---------- Supplied material

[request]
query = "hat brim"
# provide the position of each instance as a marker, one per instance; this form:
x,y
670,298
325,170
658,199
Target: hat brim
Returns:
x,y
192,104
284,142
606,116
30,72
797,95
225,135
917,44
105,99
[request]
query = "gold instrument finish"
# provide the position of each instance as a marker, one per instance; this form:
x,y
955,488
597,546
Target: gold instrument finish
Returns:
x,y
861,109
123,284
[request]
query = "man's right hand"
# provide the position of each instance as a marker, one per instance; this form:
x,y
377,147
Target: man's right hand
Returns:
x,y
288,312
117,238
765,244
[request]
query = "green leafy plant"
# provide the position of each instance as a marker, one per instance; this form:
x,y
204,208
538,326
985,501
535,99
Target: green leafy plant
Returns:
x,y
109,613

--------------------

# To be done
Reproduce all of the data above, changing every occurrence of "provide the position" to "give the location" and leaving everything else untouched.

# Answer to this exercise
[request]
query = "hat brim"
# give the location of each instance as a marker, one per instance; this form:
x,y
670,298
325,170
658,199
Target: hat brim
Returns:
x,y
192,104
284,142
606,116
30,72
797,95
225,135
917,44
105,99
[request]
query = "gold instrument finish"
# give the location of each instance as a marker, one per instance; this form:
x,y
955,488
597,546
Target: gold instrument finish
Returns:
x,y
861,109
123,284
[request]
query = "man's right hand"
# give the location of each instance as a marker, one per instance; this form:
x,y
377,147
Target: man's right hand
Returns:
x,y
288,312
117,238
765,244
[request]
query = "green leafy plant"
# give the location of each instance as a marker, one per instance; this form:
x,y
204,208
538,326
985,501
535,99
Target: green leafy plant
Returns:
x,y
109,613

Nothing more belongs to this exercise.